Top of Data extracts

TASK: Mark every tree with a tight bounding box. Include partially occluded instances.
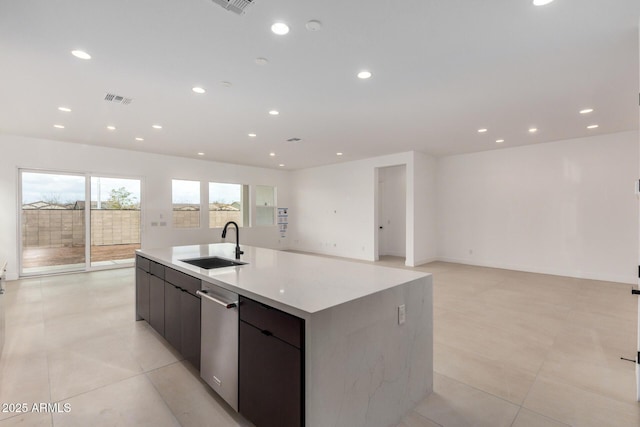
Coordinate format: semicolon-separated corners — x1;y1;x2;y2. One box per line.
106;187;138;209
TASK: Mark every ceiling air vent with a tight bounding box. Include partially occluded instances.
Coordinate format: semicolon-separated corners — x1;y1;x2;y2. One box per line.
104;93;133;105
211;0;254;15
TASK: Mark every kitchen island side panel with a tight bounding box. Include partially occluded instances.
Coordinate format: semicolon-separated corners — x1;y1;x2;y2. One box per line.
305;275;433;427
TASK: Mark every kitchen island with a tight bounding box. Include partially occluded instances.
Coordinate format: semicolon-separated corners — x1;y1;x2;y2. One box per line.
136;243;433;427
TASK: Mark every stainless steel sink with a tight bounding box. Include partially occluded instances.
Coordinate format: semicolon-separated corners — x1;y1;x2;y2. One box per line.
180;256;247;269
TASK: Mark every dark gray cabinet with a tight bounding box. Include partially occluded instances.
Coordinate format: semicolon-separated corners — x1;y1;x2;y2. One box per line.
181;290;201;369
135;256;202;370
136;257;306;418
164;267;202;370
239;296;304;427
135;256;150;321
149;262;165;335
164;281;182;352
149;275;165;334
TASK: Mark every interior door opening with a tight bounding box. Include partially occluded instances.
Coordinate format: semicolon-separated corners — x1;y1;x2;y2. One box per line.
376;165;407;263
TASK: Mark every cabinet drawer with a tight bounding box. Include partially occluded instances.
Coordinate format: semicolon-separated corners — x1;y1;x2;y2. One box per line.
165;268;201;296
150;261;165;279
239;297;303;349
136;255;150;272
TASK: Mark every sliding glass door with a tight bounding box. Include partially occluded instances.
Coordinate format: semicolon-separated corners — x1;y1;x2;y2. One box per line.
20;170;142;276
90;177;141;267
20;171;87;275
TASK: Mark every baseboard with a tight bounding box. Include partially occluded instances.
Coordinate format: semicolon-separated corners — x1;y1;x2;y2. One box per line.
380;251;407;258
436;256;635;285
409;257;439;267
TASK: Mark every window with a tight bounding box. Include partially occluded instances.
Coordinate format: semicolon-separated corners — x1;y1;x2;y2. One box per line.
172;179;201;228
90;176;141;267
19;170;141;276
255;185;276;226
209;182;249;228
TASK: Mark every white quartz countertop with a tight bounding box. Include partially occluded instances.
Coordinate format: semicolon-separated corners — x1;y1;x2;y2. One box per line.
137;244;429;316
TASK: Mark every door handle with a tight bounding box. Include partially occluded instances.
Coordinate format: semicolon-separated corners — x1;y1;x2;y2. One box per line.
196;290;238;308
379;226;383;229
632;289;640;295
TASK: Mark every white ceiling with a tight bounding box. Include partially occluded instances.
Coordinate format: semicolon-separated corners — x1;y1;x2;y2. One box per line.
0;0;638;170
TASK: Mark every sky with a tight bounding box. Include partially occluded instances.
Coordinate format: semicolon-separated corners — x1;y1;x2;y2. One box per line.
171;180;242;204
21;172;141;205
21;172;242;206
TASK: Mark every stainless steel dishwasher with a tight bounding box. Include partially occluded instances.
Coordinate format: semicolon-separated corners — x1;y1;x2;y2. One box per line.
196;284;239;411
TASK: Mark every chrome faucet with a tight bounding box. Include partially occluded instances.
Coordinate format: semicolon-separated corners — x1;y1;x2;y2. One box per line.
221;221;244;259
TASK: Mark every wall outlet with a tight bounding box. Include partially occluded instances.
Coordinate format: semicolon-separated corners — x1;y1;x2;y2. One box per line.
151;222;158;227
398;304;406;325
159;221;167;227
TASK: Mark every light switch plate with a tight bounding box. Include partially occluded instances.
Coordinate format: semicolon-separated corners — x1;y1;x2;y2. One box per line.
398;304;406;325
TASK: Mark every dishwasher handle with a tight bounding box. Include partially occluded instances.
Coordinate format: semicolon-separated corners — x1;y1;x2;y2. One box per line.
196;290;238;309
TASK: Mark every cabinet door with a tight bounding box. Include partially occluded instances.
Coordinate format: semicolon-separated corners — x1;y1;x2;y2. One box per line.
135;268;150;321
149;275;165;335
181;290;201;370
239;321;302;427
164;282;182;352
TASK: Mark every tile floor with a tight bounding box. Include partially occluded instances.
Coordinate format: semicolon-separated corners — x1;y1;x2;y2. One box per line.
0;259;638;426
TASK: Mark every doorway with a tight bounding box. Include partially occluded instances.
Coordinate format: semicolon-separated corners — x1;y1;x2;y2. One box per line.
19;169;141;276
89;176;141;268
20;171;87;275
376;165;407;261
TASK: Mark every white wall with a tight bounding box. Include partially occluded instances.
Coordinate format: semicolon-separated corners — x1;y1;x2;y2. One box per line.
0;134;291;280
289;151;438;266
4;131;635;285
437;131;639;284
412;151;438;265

Bottom of Data extracts
Top of Data extracts

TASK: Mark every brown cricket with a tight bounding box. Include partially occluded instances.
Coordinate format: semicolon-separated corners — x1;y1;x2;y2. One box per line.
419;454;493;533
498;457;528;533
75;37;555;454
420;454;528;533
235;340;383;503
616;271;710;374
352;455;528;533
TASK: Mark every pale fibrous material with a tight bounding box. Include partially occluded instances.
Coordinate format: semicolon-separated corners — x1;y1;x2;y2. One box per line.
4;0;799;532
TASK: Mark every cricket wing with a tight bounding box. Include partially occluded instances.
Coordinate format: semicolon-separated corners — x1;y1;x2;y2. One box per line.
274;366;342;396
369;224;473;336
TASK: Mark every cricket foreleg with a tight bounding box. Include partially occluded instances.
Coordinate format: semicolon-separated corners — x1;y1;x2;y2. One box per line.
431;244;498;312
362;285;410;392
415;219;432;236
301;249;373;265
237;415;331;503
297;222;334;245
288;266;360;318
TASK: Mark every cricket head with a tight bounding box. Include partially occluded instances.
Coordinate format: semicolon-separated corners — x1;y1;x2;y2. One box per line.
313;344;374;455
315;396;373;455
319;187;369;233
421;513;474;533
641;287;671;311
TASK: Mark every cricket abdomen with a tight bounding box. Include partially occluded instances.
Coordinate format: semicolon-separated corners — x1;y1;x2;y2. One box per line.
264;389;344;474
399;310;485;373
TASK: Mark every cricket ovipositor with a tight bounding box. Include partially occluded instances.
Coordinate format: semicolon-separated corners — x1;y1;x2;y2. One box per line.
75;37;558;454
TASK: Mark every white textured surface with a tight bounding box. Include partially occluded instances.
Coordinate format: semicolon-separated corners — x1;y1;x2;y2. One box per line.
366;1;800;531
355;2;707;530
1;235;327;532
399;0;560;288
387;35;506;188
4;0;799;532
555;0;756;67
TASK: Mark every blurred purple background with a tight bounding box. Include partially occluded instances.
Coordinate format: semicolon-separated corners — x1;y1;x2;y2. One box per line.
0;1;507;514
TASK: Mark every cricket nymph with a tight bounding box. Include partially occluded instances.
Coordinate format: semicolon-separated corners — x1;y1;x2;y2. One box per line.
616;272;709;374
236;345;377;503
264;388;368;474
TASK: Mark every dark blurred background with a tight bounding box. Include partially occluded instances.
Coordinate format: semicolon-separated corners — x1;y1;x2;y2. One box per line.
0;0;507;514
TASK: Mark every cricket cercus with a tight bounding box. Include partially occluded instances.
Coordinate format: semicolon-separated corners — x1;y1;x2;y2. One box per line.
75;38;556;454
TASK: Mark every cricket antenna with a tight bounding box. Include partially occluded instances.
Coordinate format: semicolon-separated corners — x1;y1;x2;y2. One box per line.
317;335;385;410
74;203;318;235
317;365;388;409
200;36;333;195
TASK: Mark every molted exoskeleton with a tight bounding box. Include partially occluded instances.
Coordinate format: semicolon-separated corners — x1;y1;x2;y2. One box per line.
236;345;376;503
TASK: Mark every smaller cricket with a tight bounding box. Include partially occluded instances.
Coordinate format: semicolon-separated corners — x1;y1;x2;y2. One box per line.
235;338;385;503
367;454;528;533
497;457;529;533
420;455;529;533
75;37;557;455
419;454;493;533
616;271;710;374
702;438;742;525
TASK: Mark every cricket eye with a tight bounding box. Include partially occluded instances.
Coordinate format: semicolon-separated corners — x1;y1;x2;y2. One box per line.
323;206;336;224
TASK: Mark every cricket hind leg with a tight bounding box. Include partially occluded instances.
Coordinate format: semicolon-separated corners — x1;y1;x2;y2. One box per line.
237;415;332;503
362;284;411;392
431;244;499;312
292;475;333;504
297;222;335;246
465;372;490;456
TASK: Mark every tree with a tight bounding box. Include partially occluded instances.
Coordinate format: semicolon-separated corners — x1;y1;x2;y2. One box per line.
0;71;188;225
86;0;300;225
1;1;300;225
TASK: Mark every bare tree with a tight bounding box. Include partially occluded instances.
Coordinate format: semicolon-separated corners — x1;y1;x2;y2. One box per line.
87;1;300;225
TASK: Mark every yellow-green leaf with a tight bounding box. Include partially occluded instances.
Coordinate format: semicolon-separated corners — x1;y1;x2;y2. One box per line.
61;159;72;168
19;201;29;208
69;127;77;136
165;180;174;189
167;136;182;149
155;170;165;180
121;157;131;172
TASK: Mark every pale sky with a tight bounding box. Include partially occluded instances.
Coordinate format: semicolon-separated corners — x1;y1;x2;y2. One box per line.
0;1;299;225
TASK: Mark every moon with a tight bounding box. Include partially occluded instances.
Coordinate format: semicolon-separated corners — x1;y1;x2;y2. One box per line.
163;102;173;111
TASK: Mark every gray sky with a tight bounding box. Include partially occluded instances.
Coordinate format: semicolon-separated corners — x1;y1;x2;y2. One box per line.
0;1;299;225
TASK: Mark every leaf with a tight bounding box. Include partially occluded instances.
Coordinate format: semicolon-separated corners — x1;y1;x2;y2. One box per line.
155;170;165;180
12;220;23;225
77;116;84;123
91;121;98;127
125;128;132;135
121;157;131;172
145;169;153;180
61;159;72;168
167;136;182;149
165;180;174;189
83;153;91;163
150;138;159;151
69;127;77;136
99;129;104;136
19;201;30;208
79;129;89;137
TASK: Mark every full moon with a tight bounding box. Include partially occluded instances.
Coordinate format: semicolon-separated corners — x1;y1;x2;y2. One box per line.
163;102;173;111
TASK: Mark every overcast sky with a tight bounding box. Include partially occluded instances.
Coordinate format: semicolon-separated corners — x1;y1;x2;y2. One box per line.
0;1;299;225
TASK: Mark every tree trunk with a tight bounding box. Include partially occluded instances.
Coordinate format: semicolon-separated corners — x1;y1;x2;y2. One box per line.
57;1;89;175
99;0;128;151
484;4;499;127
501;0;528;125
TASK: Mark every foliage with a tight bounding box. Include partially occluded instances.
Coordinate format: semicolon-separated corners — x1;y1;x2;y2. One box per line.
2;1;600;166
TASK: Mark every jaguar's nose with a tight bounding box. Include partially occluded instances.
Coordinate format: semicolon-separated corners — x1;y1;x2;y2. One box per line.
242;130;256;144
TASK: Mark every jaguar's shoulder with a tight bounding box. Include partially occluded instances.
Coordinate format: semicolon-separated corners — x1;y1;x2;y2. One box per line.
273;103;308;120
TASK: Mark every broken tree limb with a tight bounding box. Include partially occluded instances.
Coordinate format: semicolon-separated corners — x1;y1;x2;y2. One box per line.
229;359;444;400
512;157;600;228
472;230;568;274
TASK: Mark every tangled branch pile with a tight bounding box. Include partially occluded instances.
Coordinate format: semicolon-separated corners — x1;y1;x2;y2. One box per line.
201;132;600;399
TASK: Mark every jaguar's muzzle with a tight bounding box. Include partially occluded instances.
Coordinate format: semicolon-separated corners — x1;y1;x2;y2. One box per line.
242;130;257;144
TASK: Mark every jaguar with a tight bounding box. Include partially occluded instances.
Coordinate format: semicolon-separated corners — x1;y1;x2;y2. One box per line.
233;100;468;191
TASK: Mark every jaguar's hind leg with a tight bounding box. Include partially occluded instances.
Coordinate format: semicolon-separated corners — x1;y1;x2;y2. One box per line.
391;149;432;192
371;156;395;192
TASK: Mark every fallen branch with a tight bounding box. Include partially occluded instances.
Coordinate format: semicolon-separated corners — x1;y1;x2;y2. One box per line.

Bottom of Data extracts

- [Aim of the task]:
Check each line of the data above for the string "pale", and copy the ones that have it.

- [Response area]:
TASK: Mark every pale fibrous material with a tight bounding box. Include partially occluded instances.
TASK: Mark every pale sky with a tight bounding box. Include partially occluded instances.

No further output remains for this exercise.